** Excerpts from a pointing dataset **
_____

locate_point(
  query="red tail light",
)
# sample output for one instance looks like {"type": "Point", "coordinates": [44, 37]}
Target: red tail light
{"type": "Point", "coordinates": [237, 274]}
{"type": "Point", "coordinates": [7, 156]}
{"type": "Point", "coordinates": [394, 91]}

_____

** WHAT IS REQUIRED **
Please return the whole listing above line for line, unchanged.

** FINAL RESULT **
locate_point(
  query="red tail light",
)
# sample output for one instance looks like {"type": "Point", "coordinates": [44, 37]}
Target: red tail light
{"type": "Point", "coordinates": [237, 274]}
{"type": "Point", "coordinates": [7, 156]}
{"type": "Point", "coordinates": [394, 91]}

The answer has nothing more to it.